[Region pointing data]
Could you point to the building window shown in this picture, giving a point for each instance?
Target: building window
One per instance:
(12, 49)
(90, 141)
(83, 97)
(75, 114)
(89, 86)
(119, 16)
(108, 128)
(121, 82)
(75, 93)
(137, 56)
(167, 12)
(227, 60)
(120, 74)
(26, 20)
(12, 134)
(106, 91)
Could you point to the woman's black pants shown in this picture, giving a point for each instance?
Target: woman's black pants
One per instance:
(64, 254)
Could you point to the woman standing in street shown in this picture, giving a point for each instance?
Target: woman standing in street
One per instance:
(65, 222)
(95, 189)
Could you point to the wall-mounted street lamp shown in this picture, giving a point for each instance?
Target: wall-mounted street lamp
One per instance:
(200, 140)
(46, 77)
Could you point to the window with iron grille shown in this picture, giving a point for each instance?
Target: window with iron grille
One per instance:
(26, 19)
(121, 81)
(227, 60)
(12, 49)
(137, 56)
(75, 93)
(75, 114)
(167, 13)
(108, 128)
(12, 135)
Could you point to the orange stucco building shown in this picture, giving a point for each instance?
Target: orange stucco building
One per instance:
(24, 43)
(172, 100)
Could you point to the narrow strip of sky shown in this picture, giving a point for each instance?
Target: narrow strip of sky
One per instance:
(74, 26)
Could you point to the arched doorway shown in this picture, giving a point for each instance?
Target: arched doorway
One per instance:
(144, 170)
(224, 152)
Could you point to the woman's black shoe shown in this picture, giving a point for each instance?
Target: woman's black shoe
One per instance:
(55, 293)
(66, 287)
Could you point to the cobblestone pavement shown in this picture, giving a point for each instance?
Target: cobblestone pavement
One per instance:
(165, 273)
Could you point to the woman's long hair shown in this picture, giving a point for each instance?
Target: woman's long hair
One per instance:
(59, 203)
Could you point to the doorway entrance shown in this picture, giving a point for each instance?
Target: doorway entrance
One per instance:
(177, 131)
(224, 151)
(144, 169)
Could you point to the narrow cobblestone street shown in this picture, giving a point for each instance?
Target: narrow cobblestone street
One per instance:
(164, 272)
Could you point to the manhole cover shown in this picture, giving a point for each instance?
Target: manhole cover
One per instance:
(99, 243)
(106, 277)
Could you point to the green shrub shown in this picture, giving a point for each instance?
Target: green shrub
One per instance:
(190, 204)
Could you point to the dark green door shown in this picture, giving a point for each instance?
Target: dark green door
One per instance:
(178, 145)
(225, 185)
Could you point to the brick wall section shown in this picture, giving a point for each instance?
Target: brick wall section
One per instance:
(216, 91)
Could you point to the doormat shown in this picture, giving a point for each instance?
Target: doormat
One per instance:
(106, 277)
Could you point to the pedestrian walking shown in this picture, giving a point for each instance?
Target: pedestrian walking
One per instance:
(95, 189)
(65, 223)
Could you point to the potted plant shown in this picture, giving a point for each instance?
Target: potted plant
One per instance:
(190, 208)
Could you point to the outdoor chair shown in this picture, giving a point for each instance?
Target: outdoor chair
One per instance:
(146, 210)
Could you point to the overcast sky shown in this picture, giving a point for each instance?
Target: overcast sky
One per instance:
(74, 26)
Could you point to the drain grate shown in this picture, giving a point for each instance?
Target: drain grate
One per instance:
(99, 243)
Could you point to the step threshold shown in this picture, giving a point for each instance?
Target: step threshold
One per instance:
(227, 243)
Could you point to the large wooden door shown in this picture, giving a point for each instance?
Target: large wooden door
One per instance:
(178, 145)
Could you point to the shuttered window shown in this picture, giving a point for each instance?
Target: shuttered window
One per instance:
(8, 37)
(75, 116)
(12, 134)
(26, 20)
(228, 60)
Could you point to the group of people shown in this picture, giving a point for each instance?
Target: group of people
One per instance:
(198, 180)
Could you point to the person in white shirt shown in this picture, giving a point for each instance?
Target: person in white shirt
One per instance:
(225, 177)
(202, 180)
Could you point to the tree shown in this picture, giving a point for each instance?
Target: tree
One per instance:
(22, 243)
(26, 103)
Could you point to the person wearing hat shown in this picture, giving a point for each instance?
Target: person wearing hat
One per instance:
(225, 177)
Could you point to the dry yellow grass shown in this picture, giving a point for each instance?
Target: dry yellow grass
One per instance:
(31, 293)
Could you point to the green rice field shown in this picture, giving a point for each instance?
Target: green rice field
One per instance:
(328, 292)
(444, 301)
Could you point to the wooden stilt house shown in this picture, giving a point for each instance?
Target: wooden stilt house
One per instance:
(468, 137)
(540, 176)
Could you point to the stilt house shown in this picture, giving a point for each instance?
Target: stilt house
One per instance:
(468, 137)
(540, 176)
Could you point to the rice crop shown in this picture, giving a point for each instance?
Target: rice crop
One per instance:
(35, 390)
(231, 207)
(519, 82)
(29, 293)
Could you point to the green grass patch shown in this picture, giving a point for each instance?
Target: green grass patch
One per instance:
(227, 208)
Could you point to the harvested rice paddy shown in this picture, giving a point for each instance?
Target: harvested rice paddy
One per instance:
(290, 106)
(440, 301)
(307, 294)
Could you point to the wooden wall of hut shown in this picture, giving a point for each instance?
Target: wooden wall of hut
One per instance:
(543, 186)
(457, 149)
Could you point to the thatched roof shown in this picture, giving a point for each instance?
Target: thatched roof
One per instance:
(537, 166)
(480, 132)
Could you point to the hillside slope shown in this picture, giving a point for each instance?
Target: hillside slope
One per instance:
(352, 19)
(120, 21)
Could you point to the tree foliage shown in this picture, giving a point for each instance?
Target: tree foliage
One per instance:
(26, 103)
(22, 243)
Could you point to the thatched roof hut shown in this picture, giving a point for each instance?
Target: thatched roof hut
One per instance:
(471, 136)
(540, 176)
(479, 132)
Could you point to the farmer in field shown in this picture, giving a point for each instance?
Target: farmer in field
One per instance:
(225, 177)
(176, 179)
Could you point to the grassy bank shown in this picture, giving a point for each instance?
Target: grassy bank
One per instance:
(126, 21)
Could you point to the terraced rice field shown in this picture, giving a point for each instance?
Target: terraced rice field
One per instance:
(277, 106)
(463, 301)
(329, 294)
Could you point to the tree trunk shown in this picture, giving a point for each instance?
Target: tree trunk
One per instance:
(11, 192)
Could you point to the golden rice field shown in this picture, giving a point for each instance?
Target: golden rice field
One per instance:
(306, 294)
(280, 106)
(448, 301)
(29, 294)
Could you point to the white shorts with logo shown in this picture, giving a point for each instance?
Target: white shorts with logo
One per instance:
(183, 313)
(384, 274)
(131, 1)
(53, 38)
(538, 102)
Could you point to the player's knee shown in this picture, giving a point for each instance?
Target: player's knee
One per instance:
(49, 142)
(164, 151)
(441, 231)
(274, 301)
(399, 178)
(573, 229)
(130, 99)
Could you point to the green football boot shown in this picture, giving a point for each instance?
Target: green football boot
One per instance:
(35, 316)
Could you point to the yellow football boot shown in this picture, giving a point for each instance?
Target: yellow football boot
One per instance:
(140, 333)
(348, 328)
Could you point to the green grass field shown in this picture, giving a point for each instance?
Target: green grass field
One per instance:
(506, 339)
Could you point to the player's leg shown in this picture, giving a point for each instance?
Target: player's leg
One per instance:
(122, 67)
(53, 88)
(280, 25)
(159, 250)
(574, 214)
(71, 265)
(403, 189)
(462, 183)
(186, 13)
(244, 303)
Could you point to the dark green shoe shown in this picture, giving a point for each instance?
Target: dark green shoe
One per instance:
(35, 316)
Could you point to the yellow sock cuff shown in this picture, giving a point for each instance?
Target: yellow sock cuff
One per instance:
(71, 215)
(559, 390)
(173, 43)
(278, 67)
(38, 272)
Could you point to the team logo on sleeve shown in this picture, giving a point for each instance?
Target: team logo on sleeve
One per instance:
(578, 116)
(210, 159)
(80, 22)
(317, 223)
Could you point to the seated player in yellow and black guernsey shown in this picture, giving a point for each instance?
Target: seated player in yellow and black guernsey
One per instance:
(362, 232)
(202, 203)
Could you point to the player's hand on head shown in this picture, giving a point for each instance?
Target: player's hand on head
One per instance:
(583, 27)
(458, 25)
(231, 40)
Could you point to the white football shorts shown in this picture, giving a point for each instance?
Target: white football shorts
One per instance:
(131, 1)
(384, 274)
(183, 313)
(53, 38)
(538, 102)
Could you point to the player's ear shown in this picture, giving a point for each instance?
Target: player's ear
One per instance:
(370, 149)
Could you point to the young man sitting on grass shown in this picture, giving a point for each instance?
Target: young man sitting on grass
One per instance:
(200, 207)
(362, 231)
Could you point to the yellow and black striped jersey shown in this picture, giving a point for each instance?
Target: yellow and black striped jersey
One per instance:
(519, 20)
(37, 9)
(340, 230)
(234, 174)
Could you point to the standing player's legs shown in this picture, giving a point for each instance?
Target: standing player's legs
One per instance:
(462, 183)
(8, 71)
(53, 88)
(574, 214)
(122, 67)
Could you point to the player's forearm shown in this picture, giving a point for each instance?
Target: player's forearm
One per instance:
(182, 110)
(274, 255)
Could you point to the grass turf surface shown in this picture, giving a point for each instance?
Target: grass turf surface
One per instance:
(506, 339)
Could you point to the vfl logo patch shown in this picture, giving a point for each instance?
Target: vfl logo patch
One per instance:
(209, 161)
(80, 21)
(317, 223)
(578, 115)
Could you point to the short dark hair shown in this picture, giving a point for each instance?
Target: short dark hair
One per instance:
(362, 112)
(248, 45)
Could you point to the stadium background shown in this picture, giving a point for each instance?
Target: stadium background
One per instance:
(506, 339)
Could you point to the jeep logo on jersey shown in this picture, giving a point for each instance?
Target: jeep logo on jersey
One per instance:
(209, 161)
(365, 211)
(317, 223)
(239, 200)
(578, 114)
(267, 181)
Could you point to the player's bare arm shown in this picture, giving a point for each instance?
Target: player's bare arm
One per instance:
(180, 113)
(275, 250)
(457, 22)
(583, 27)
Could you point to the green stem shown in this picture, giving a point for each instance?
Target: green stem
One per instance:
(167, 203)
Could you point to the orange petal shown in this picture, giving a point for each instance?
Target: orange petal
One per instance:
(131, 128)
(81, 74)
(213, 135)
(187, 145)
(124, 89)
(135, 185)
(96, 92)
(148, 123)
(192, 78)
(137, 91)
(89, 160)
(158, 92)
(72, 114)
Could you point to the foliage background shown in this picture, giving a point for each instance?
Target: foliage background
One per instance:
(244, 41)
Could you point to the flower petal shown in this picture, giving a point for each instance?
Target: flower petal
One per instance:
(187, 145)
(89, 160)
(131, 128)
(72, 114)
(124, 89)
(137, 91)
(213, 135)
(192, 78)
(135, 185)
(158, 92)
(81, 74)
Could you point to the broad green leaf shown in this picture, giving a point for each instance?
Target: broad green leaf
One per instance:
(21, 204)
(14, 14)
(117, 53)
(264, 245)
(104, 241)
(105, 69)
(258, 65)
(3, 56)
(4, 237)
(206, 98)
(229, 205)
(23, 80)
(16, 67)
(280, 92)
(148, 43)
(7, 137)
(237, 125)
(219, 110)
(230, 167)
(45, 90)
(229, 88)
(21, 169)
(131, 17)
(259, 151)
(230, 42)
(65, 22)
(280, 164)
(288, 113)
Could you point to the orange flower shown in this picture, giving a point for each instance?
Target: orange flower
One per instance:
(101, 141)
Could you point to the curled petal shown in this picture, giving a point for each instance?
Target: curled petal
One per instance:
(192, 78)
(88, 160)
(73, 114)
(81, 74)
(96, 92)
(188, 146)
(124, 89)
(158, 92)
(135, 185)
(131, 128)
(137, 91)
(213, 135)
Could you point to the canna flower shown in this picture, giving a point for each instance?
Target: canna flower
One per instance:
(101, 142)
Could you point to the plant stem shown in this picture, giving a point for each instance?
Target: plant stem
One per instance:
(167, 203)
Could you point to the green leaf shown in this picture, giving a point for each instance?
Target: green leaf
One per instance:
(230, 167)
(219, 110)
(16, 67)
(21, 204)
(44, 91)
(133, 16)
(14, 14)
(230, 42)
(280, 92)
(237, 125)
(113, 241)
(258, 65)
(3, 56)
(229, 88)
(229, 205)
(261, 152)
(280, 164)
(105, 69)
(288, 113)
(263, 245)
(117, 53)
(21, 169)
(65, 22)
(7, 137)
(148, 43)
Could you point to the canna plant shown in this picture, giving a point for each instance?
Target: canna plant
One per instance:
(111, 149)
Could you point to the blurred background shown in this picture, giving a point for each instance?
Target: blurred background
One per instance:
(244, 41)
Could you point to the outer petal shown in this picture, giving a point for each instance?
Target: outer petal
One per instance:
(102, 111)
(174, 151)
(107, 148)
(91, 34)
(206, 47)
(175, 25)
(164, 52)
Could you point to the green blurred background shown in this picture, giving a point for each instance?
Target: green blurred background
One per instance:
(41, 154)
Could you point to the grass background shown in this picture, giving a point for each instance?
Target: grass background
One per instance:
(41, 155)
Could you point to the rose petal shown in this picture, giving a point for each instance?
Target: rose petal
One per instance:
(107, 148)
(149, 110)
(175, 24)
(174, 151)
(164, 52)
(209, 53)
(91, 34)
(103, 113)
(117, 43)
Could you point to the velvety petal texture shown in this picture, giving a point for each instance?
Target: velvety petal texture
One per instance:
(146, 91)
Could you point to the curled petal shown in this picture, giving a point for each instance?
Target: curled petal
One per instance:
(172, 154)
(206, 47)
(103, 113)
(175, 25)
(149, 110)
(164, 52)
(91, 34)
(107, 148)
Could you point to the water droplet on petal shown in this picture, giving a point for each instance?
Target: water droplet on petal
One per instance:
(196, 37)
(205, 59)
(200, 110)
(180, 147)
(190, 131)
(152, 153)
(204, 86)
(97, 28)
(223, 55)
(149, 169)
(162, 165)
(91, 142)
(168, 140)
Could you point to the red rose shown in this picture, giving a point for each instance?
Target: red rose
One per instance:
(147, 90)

*Work item*.
Where does "stilt" appear in the records above? Copy each line that holds it.

*Answer*.
Could you point to the wooden stilt house shown in this picture, giving a point for each instance?
Target: wooden stilt house
Could you point to the stilt house shown in this picture, giving a point for each instance?
Target: stilt house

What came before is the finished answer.